__Activity__: What you return should match the data exactly, from the first line to the last.

(Saved entries)
####

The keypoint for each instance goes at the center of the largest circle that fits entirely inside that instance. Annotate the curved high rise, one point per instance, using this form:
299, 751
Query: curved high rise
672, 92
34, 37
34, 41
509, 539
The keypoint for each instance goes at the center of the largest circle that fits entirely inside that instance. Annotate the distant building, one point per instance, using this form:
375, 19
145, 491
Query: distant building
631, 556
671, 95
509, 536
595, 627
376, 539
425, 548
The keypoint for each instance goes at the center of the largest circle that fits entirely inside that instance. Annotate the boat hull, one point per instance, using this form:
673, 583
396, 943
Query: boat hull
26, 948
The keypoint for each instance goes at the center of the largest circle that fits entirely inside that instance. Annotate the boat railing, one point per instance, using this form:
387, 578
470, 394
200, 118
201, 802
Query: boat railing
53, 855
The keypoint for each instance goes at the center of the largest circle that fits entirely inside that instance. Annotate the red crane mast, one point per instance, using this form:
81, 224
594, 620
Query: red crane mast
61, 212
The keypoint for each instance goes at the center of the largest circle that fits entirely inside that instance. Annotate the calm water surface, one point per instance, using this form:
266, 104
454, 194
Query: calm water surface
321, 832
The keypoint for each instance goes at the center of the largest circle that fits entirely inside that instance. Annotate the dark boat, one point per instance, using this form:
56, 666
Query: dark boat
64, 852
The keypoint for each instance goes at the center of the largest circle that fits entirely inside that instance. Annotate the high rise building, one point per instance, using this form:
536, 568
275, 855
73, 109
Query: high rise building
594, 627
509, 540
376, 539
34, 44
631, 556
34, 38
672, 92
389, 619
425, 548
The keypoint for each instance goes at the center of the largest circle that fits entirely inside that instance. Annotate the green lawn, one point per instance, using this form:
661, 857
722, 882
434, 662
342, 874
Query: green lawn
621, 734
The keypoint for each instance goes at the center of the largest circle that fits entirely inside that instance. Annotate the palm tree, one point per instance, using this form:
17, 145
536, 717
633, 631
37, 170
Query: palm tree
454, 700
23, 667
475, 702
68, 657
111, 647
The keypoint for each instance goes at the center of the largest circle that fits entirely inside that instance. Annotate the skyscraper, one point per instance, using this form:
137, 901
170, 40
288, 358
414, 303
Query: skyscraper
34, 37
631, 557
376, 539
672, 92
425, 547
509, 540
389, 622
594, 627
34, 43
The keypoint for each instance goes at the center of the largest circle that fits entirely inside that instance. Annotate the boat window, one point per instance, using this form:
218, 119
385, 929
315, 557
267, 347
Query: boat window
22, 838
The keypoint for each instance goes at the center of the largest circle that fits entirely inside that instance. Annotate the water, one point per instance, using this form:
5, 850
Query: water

####

__Answer__:
The keypoint for each instance goes at the center of the largest circle that fits entirely inside that instance. Annotate the curved high rise, one point per instance, using this form:
299, 751
Query: curved high rise
672, 92
34, 37
34, 41
509, 539
The keypoint for each instance goes at the center of the largest circle that fits entirely inside that instance. Annotate the distant building, one point per instance, using this form:
375, 19
145, 491
Query: distant building
631, 556
671, 95
509, 536
595, 627
376, 539
425, 548
The keypoint for each instance goes at the center of the largest circle that fits entirely inside that instance. Annotate the boat hull, one point per instance, using this form:
673, 583
396, 943
Query: boat hull
26, 948
The keypoint for each instance goes at the center of the largest circle that fits entirely inside that instance. Annotate the boat railing, one point per instance, using this form:
387, 578
470, 394
200, 118
201, 802
Query: boat railing
53, 855
The keypoint for each instance goes at the center of the largest circle that fits entirely inside that instance. Annotate the red crane mast, one point per instance, using this form:
81, 224
594, 620
Query: red crane mast
61, 212
The keypoint for each instance goes at the center of the largest circle that fits entirely inside that instance. Annotate the calm water surface, one point per instance, using this form:
266, 104
454, 194
Query: calm water surface
321, 832
The keypoint for each instance goes at the center of the largest circle that fits entirely inside that instance. Annotate the dark boat, one point per instance, using this form:
56, 666
Query: dark boat
64, 852
The keypoint for each instance goes at the center of the largest circle that fits entirely inside that instance. Annotate the high rise building, one point per instance, using this form:
536, 568
275, 855
73, 109
Query: high rise building
594, 627
509, 540
376, 539
34, 44
631, 556
34, 38
672, 92
389, 619
425, 548
The keypoint for each instance goes at the center of the largest circle that fits entirely inside that instance. Annotate the green lawn, one point per instance, using this form:
661, 857
722, 882
434, 662
342, 874
Query: green lawn
621, 734
The keypoint for each instance goes at the center of the largest circle that fits entirely inside that instance. Annotate the palm tree, one point per instance, using this form:
17, 145
536, 717
633, 631
37, 170
Query: palm tree
454, 700
23, 667
475, 702
68, 657
111, 647
The keypoint for each instance goes at the center of the largest circle that fits entirely inside that instance. Annotate the skyscraper, one point per instance, using this form:
137, 901
170, 40
288, 358
414, 303
Query: skyscraper
34, 37
631, 557
376, 539
672, 92
425, 547
509, 540
389, 622
594, 627
34, 43
The keypoint for each instance goes at the center of the largest circle that fits entirely inside that instance. Annotate the boat window, one point per instance, using this form:
218, 119
385, 929
315, 557
267, 347
Query: boat window
22, 838
The keypoint for each instance goes at the center of the largest circle that fits entirely inside that instance. Annotate the water, one point per instance, using this form:
5, 850
Query: water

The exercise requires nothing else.